WHAT IS NEEDED:
Transcribe all of the entries, matching each one exactly.

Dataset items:
•••

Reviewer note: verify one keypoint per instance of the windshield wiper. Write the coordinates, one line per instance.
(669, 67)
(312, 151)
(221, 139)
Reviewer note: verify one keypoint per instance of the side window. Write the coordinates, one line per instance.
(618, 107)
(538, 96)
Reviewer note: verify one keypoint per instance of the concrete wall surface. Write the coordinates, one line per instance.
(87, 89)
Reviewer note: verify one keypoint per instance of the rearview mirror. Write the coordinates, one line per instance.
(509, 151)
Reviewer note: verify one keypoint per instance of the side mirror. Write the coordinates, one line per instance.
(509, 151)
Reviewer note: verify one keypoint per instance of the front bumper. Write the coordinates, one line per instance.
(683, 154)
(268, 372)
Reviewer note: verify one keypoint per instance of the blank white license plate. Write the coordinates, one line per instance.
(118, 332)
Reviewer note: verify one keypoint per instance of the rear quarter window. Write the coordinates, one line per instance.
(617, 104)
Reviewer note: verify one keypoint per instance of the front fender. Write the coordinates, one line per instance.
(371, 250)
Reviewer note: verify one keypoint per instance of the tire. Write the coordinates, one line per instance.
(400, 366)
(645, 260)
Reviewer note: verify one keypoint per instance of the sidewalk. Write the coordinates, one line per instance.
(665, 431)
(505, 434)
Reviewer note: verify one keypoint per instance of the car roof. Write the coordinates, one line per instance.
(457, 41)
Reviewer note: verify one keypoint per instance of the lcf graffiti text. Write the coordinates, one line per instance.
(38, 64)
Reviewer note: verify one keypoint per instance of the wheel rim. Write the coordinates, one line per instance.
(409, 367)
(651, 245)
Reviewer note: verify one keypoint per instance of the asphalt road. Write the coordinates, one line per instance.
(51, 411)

•••

SOLUTION FOR THIS TASK:
Reviewer note: verify one keypoint per instance of the windshield wiper. Write the coordinates, one line per instance.
(669, 67)
(312, 151)
(221, 139)
Reviewer note: verify one keypoint per instance of the side window. Write the coordinates, one line per instance.
(618, 107)
(538, 96)
Reviewer note: verify one keypoint per instance of the concrete wall surface. Write the coordinates, one line per instance.
(87, 89)
Reviewer note: verify one keypoint per instance of the rearview mirror. Write the coordinates, one line per instance.
(509, 151)
Reviewer note: verify one keypoint per instance of the side mirror. Write the coordinates, one line per instance.
(509, 151)
Reviewer note: verify one keypoint per instance of the front bumper. Write the coordinates, one line per instance.
(683, 154)
(268, 372)
Reviewer note: verify one keypoint per instance of the blank white license plate. Write the coordinates, one line per instance.
(118, 332)
Reviewer note: verify one keypoint per instance of the rear quarter window. Write the coordinates, one line per instance.
(617, 104)
Reviewer note: verify one keypoint per instance of the front fender. Write the coordinates, one line per instance.
(371, 250)
Reviewer note: verify one keypoint per instance of the tire. Write the coordinates, one line per instance.
(400, 366)
(645, 260)
Reviewer note: verify one keypoint per instance of the sidewalk. Write the coordinates, one line per instance.
(665, 431)
(505, 434)
Reviewer note: verify one keypoint per instance of the car roof. Write the coordinates, one line per instance.
(457, 41)
Reviewer note: verify one keypoint per instance of the lcf graffiti text. Write the coordinates, one line per instance.
(38, 64)
Reviewer note: verify one keypoint per instance of the wheel rim. Write the coordinates, one line per instance.
(409, 367)
(651, 245)
Reviewer note: verify one keypoint per instance of the asphalt road. Write the coordinates, one line per instance.
(51, 411)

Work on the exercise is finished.